* ACTIVITY *
A verbatim printing of the entries that follow is needed; pictures must not appear in it.

[Natural language region descriptions]

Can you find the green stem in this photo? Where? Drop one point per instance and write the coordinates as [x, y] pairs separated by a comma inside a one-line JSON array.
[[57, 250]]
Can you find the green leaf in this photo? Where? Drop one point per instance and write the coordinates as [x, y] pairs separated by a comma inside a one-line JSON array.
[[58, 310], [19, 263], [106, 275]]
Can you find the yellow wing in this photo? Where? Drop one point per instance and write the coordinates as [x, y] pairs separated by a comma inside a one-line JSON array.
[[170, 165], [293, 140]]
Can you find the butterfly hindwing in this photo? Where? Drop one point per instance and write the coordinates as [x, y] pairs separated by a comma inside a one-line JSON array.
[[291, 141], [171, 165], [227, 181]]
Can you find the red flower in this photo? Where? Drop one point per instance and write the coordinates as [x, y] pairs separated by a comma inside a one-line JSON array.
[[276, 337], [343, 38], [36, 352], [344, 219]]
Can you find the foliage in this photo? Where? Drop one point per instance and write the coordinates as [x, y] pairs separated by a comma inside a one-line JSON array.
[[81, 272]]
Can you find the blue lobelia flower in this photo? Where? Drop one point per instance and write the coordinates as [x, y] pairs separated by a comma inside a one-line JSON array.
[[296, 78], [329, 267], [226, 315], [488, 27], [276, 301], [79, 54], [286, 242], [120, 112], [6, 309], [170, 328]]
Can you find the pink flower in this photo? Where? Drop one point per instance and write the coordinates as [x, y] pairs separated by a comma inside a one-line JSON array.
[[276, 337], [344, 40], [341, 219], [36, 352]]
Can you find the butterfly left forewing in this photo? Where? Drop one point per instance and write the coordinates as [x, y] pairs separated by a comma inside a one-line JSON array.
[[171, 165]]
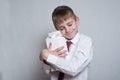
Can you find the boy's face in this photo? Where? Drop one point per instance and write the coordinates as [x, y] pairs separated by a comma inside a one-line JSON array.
[[69, 27]]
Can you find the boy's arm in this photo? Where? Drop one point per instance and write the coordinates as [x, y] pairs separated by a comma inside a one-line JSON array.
[[74, 66]]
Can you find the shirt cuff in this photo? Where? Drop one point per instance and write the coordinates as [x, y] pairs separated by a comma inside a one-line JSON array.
[[52, 59]]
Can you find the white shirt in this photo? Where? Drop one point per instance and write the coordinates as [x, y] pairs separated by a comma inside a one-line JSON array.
[[75, 66]]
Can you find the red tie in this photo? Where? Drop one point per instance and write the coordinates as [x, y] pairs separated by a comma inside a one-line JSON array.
[[61, 75]]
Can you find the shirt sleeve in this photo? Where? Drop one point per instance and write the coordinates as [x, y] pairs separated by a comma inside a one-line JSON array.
[[77, 63]]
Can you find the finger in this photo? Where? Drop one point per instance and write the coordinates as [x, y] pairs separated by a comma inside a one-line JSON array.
[[50, 46], [63, 55], [59, 49]]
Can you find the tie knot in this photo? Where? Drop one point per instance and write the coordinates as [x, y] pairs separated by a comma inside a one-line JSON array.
[[68, 44]]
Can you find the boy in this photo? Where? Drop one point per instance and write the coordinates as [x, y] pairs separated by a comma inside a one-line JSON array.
[[80, 50]]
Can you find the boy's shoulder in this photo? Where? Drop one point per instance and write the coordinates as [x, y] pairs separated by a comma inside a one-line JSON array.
[[84, 37]]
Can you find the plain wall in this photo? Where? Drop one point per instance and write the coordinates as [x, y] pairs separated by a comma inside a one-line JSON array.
[[24, 25]]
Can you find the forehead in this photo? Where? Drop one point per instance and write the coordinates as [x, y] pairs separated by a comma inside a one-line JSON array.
[[66, 21]]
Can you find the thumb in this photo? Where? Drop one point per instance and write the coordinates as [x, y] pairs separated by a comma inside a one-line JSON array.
[[50, 46]]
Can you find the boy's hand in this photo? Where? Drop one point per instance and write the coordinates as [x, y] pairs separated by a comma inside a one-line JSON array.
[[59, 52]]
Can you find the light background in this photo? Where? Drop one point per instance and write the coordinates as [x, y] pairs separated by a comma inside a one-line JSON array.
[[24, 25]]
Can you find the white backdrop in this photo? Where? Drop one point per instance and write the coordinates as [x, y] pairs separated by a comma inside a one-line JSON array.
[[24, 25]]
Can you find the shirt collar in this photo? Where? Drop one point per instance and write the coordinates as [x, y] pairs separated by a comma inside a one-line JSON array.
[[76, 38]]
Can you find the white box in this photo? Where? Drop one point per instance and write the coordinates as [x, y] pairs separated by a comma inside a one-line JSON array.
[[57, 40]]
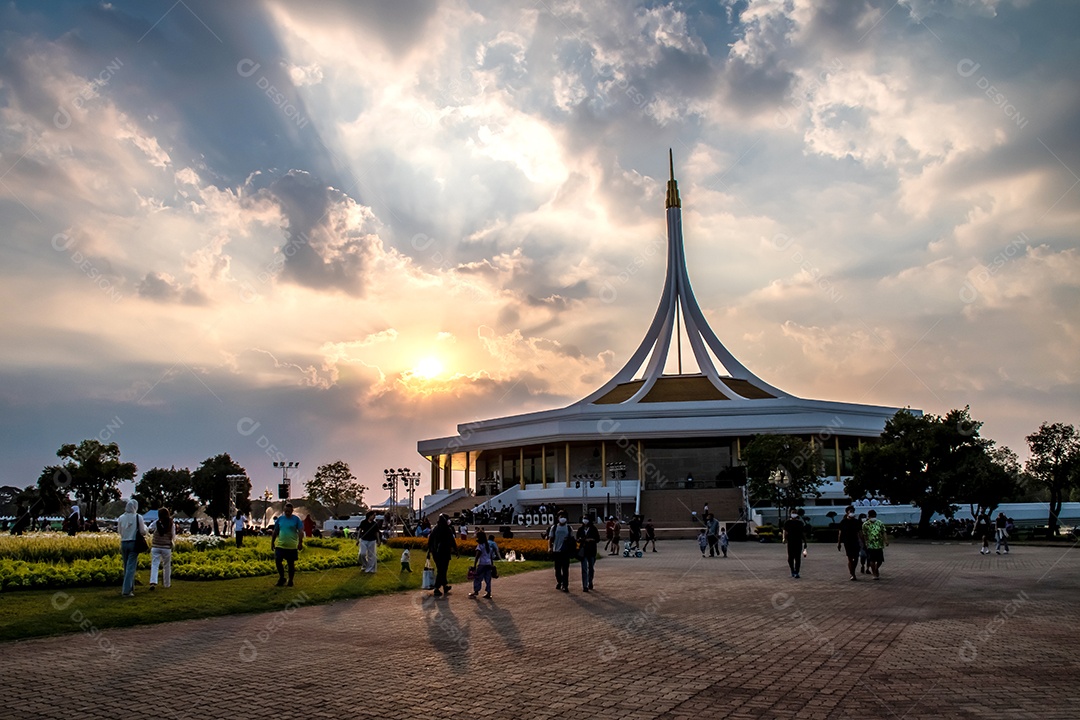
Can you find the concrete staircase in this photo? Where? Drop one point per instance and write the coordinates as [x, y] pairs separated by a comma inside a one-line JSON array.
[[672, 507], [458, 504]]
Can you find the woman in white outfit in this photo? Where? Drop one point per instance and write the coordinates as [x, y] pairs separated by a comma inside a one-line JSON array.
[[161, 548], [127, 525]]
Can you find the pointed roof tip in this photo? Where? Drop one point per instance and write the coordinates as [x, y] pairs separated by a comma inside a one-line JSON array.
[[673, 200]]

* FINAL ANSWER *
Can you find the green stem in this photo? Where? Drop one point per instance and write the coordinates as [x, y] pairs separated by a comma inside a one-line JSON array.
[[57, 250]]
Can you find the green leaf in this photo? Where? Drop one point per instance and write the coordinates as [x, y] pairs separated by a comma inside a one-line JSON array.
[[58, 310], [19, 263], [106, 275]]
Can you find the yellow wing in this photo? Where? Drop one point per instance and write the coordinates as [x, y] pairs separated by a comma inside a one-line JSON array.
[[170, 165], [293, 140]]
Can you find the butterfly hindwing in this photo? Where? Drop one point per instance and write the coordinates as [x, y] pairs separated by a comma inside a one-line JSON array.
[[291, 141], [171, 165], [227, 181]]
Can you find the red flower in this photo? Where? Drop one point per instance and write the coordinates as [x, y] pairs separated by a comma inside a one-line JSON array.
[[276, 337], [343, 38], [36, 352], [344, 219]]
Can you find the foliage in this photo? Where? Drop one point per instance and write the coordinates as [x, y] pairs separated by a comma inside a one-line JSON array.
[[81, 272]]
Can you find the blue lobelia flower in this photo? Where? Drop one point per instance and write the coordinates as [x, y] pairs separated by a comma inside a one-line JSON array.
[[296, 78], [329, 267], [226, 315], [488, 27], [276, 301], [79, 54], [286, 242], [120, 112], [6, 309], [170, 328]]
Can you find the pink flower in this photo? Where? Drop one point per instance and write the coordinates as [x, y] pairs separated by a comma inside a one-line JSON array.
[[276, 337], [344, 40], [341, 219], [36, 352]]
Can you find the butterfly left forewing in this photo? Where? Drop one point per instance and write the coordinates as [x, y] pairs separated by a comma inside a one-line JSON array.
[[171, 165]]
Can you find the boy's face in this photo? Where? Drop one point per instance and write the coordinates as [x, y] pairs separated by a comma inside a one-line JSON array.
[[69, 27]]
Can you find the boy's arm in this photo? Where? Drop one point per instance and write the coordinates as [x, y] pairs separated by a comma inside a one-line JSON array.
[[74, 66]]
Can you find the shirt cuff in this photo? Where? Drop one point per instance and write the coordinates as [x, y] pairs separated by a comma inside a one-line JSON array.
[[52, 59]]
Can you find the white shirt in this photo? Where? Drop one point per instance and write the coordinates as [x, y] pairs separated by a comma inside a one-line JSON array.
[[75, 66]]
Can you find the red tie in this photo? Where? Drop one point per instance and write the coordinates as [x, y] pairs separated by a comma inside a one-line JSON array.
[[61, 75]]
Can you find the shirt sleeve in this photo? Where? Drop one point per instance and write the coordinates as [x, y] pairs separated by a comma inside a one-line JSON array.
[[77, 63]]
Can you find the finger in this photo? Where? Drop one point per instance and write the coordinates as [x, y] pairs separated by a comma inside a one-line JSON array.
[[50, 46], [63, 55], [59, 49]]
Can you find the tie knot in this photo? Where? Drop one point per instance and write the coordinates as [x, y] pairs separated by a comma inside a one-line JSON array.
[[68, 44]]
Can you find the boy in this photo? Where? Drop one point per instance and write the coordinates as [x, y] pairs separated by a comma inside a one-line JSON array.
[[80, 50]]
Can you find the boy's shoulder in this photo? Where? Drop one point per instance and write the coordinates as [x, y] pairs separated by a comma inside a one-line JSON array.
[[84, 37]]
Can you find the plain wall in this photo? Where? Drop one point per instance and write the coordinates as [x, y] pairs separated by a comma inside a one-line JSON array.
[[24, 25]]
Can you find the forehead in this photo? Where? Drop one point per instance and write the coordinates as [x, y] pairs separated by a comma inside a one-line JSON array.
[[66, 21]]
Can you find the thumb in this photo? Where? Drop one point per instance and write the coordinates as [x, y] pairs separated by a comma inside a one-line JSON array.
[[50, 46]]
Can you find the boy's hand in this photo? Where? Drop one point per instance and write the coordinates as [x, y] pairs separated by a comma inside a one-line JSON array.
[[59, 52]]
Can you find the light background in this photo? Where? Drop one point per instance and write the coordinates as [x, y] pairs separated by a comma inside a one-line JSON array.
[[24, 25]]
Can you find the white backdrop in this photo? Where? Drop one point per instance and write the coordinates as [x, y] pairs separated by a comma inside a one-line JSON array.
[[24, 25]]
Can you find the shirt collar in this photo? Where? Drop one point per instance and write the coordinates as [x, y] pairs separated by a comma inside a one-line JSON array.
[[76, 38]]
Can you find the white box in this photo? Where? Drop one point per instance and write the coordinates as [x, y] pairs separated by a comma inside a one-line JSON array.
[[57, 40]]
Can you find the concrete staircase in this photo? Where? Drop one point per instance and write the coordinates as [x, y] pairs separated by a comma inside a one-line JSON array.
[[672, 507], [458, 504]]
Can you find the woman in white outfit in this photo? Where? Drop one point per instance and write the coordinates as [x, y] pairs separated by a comma inside a one-line JSON array.
[[161, 548], [127, 525]]
Can you find the pointed roof tip in this photo? Where? Drop one point per instance and write the coordinates as [x, y] pairs separated by a comma inside a one-line JSON array.
[[673, 200]]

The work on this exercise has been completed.